— Begin —
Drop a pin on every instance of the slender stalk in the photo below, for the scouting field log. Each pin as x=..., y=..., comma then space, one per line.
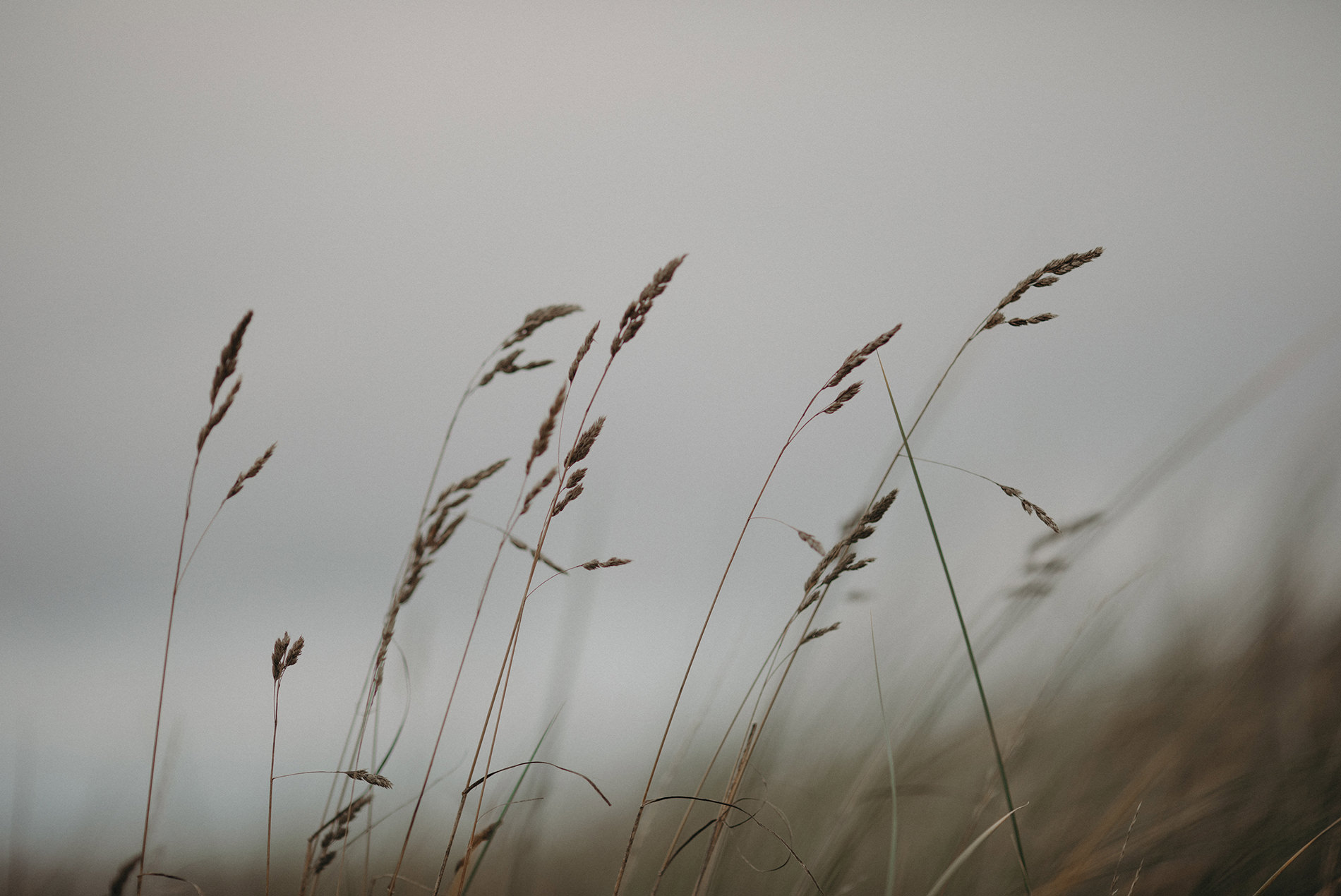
x=889, y=757
x=963, y=628
x=703, y=631
x=162, y=680
x=270, y=806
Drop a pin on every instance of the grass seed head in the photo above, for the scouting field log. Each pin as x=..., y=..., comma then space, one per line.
x=587, y=346
x=228, y=358
x=250, y=474
x=538, y=318
x=860, y=356
x=637, y=310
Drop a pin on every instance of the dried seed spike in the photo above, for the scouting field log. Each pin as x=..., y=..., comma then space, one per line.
x=879, y=510
x=844, y=397
x=1037, y=318
x=536, y=490
x=637, y=310
x=277, y=658
x=228, y=357
x=587, y=345
x=812, y=541
x=366, y=777
x=217, y=416
x=542, y=440
x=538, y=318
x=1072, y=262
x=294, y=652
x=613, y=561
x=807, y=600
x=471, y=482
x=816, y=634
x=255, y=468
x=860, y=356
x=1056, y=267
x=569, y=498
x=521, y=545
x=505, y=365
x=584, y=444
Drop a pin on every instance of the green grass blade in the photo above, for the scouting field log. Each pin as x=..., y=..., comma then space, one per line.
x=963, y=628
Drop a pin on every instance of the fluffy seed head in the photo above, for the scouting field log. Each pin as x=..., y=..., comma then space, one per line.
x=228, y=357
x=538, y=318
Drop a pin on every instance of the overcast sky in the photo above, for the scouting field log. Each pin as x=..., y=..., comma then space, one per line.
x=393, y=187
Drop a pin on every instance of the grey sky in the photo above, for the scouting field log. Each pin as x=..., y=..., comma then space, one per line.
x=392, y=187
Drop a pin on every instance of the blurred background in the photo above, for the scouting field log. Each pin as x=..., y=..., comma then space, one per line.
x=393, y=187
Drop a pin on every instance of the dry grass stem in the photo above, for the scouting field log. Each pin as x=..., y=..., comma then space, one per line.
x=517, y=543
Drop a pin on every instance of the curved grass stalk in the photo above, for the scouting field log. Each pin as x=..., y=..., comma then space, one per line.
x=963, y=628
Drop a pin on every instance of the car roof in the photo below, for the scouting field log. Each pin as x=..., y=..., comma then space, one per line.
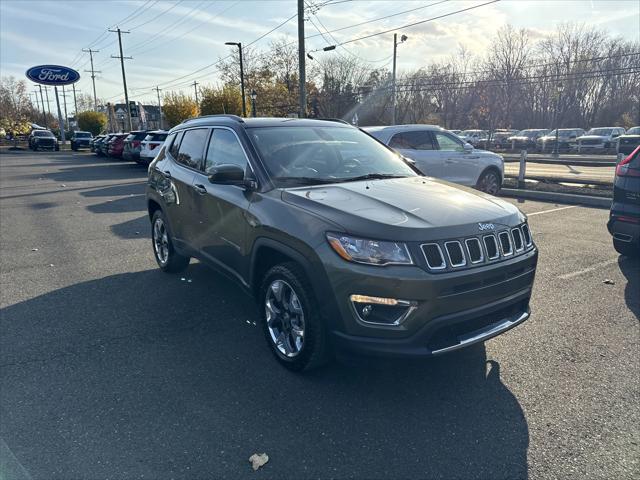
x=402, y=128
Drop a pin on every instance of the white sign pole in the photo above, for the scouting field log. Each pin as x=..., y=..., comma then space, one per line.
x=60, y=122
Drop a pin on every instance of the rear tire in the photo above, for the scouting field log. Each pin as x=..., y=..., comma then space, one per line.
x=489, y=182
x=627, y=248
x=168, y=259
x=293, y=325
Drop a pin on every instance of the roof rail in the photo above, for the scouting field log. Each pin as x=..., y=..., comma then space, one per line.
x=337, y=120
x=218, y=115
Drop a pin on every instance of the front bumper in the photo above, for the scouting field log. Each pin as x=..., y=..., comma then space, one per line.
x=452, y=310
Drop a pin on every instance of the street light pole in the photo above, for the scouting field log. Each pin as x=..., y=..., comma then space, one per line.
x=403, y=38
x=254, y=95
x=244, y=101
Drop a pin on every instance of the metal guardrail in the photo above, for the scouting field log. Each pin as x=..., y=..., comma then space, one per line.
x=555, y=160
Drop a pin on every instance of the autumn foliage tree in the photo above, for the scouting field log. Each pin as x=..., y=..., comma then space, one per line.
x=90, y=121
x=178, y=107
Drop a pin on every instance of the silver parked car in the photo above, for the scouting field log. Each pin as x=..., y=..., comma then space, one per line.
x=440, y=154
x=602, y=138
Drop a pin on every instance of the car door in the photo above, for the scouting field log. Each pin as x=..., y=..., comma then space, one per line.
x=222, y=224
x=180, y=165
x=460, y=165
x=418, y=146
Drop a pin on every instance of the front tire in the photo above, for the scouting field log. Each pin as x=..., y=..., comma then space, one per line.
x=168, y=259
x=291, y=319
x=626, y=248
x=489, y=182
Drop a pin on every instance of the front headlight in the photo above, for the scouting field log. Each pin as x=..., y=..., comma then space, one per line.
x=372, y=252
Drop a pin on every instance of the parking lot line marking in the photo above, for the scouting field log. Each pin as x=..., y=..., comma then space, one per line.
x=567, y=276
x=551, y=210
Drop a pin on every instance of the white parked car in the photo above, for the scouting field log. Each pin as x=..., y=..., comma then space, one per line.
x=438, y=153
x=150, y=146
x=602, y=138
x=475, y=137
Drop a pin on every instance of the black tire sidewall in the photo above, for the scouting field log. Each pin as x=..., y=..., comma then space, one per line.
x=312, y=353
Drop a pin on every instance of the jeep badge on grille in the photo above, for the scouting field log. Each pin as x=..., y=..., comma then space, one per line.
x=486, y=226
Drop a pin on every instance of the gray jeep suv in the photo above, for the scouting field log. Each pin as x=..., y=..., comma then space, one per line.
x=342, y=243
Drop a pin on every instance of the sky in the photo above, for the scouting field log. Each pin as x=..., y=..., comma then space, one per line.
x=169, y=40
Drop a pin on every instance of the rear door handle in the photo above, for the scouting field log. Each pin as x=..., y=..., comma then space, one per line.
x=200, y=188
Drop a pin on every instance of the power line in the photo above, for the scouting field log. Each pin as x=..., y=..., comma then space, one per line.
x=409, y=25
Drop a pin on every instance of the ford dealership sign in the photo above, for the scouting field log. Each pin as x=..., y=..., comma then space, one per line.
x=53, y=75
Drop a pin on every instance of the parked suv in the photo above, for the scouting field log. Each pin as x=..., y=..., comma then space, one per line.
x=624, y=218
x=440, y=154
x=567, y=138
x=343, y=244
x=628, y=142
x=151, y=145
x=43, y=139
x=132, y=145
x=599, y=139
x=80, y=140
x=526, y=139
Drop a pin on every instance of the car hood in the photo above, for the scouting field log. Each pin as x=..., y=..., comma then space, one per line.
x=415, y=208
x=594, y=137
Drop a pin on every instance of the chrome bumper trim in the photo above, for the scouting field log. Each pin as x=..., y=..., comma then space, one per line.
x=485, y=333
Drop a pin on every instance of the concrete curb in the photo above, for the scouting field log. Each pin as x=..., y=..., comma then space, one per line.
x=587, y=200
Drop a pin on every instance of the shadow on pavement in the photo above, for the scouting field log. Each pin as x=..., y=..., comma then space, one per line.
x=630, y=268
x=156, y=375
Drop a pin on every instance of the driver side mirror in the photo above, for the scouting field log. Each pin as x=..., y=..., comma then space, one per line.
x=228, y=174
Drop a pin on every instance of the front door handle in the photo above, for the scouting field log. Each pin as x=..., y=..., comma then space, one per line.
x=200, y=188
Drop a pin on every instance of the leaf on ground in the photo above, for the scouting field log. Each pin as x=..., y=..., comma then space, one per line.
x=258, y=460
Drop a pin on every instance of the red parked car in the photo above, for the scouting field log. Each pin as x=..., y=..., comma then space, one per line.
x=116, y=145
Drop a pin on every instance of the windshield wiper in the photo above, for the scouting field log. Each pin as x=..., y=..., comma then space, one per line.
x=373, y=176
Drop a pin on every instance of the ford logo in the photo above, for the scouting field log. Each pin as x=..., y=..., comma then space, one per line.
x=53, y=75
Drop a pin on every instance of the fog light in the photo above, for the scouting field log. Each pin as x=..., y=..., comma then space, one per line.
x=381, y=310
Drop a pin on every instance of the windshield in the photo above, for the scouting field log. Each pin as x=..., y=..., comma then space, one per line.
x=307, y=155
x=42, y=133
x=600, y=131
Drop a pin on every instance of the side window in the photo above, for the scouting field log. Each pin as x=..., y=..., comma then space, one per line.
x=192, y=147
x=417, y=140
x=448, y=142
x=224, y=149
x=174, y=142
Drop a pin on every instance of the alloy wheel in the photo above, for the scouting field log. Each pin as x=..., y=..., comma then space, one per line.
x=285, y=318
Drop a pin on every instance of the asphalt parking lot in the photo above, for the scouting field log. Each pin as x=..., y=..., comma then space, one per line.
x=112, y=369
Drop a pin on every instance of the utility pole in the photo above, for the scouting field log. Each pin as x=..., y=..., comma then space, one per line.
x=66, y=117
x=244, y=100
x=195, y=88
x=124, y=78
x=46, y=92
x=75, y=102
x=159, y=106
x=403, y=39
x=60, y=122
x=93, y=76
x=301, y=60
x=44, y=115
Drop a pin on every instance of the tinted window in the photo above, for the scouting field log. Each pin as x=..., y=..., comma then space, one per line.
x=448, y=142
x=192, y=147
x=418, y=140
x=224, y=149
x=173, y=150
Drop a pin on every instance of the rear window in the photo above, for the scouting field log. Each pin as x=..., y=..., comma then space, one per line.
x=156, y=137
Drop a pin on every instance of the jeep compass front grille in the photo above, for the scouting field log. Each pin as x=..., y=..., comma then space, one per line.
x=456, y=254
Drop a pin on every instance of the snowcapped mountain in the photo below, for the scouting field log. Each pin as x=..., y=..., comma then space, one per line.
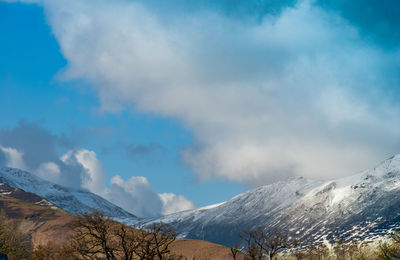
x=364, y=207
x=74, y=201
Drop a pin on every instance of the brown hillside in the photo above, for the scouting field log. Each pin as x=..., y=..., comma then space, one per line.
x=45, y=223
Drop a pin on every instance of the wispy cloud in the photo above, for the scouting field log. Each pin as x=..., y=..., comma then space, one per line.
x=269, y=89
x=31, y=147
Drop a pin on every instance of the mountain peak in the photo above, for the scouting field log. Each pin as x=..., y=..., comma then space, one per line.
x=73, y=200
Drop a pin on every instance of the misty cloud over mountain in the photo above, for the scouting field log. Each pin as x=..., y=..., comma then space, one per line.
x=31, y=147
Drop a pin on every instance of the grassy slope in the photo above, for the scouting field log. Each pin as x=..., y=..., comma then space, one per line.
x=46, y=224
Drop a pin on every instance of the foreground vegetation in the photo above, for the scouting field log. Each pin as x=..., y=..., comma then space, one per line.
x=95, y=236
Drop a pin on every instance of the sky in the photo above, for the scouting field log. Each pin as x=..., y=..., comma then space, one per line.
x=161, y=106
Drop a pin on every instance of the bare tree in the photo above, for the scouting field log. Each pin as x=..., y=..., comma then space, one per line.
x=155, y=241
x=235, y=250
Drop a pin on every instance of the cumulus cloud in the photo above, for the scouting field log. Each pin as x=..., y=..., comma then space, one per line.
x=80, y=168
x=135, y=195
x=295, y=89
x=13, y=158
x=174, y=203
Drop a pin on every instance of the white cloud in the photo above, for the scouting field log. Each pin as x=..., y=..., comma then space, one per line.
x=295, y=94
x=135, y=195
x=14, y=158
x=174, y=203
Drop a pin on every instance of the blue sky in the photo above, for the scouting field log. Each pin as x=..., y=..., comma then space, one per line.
x=204, y=99
x=30, y=91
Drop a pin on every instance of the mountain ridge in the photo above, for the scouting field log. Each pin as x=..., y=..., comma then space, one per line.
x=364, y=207
x=74, y=201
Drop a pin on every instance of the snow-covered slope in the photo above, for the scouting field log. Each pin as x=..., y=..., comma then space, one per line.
x=364, y=206
x=75, y=201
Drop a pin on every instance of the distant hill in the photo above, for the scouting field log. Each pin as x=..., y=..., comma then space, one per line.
x=365, y=207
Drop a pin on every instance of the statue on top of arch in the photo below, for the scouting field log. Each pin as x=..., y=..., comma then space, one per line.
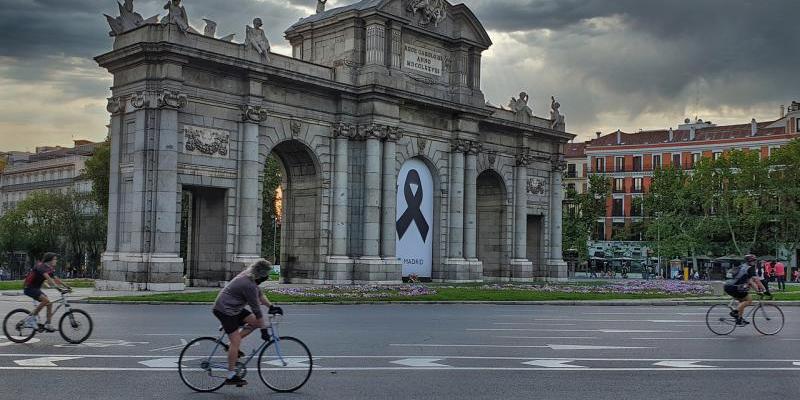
x=434, y=11
x=556, y=118
x=128, y=19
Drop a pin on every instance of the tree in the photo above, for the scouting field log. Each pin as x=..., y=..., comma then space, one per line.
x=581, y=214
x=270, y=213
x=97, y=169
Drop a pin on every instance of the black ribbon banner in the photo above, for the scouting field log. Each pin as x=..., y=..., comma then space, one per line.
x=413, y=212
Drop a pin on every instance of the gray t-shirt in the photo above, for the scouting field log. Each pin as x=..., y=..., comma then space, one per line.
x=239, y=292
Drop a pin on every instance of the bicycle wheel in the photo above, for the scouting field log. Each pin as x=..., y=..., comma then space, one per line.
x=719, y=320
x=75, y=326
x=285, y=365
x=203, y=364
x=14, y=326
x=768, y=319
— End —
The exercise: Rewrite the listing from its start through the line containing "x=517, y=543", with "overcast sky" changed to "cloudy sky" and everything else left as is. Leave the pictures out of your answer.

Result of this task:
Drop a pin on every instance of the slender stalk in the photo below, for the scouting field log. Each pin as x=..., y=..., comma then space, one per line.
x=889, y=757
x=963, y=628
x=703, y=631
x=162, y=680
x=270, y=806
Drop a pin on every instance of the grass seed head in the photo above, for the scouting field log. Each pin as x=..., y=..., comma then space, one per line.
x=587, y=346
x=228, y=358
x=250, y=474
x=538, y=318
x=860, y=356
x=637, y=310
Drop a pin on every instance of the dried seed spike in the photo above, for the scouting field log. Each pin as x=..., y=..., comma then space, one per line.
x=879, y=510
x=844, y=397
x=1037, y=318
x=536, y=490
x=637, y=310
x=277, y=658
x=228, y=357
x=587, y=345
x=812, y=541
x=366, y=777
x=217, y=416
x=542, y=440
x=538, y=318
x=1072, y=262
x=294, y=652
x=613, y=561
x=807, y=600
x=471, y=482
x=816, y=634
x=255, y=468
x=860, y=356
x=1056, y=267
x=569, y=498
x=521, y=545
x=505, y=365
x=584, y=444
Drop a pin on every instance of the green grass blade in the photo above, for the scouting field log. Each pin as x=..., y=..., comma then space, one per line.
x=963, y=628
Drop a pin on every instance of the fluffy seed head in the photo above, for the scouting field log. Each pin as x=..., y=..., comma then space, one per line.
x=228, y=357
x=538, y=318
Drop a pin on every instance of the cloudy sky in the photo above, for the scouting field log. Each pin as x=..., y=..., comma then space, one per line.
x=393, y=187
Drop a pin on every instance of the grey sky in the photo above, for the scouting field log. Each pin as x=..., y=..., comma then space, one per line.
x=392, y=187
Drop a pin on every instance of the blurred background in the photo above, for the scouting field log. Each pin as x=..., y=..., comma then space, one per line.
x=393, y=187
Drop a pin on every instance of the dry grass stem in the photo above, for the scouting field log. Each pin as x=..., y=..., comma then space, one per line.
x=517, y=543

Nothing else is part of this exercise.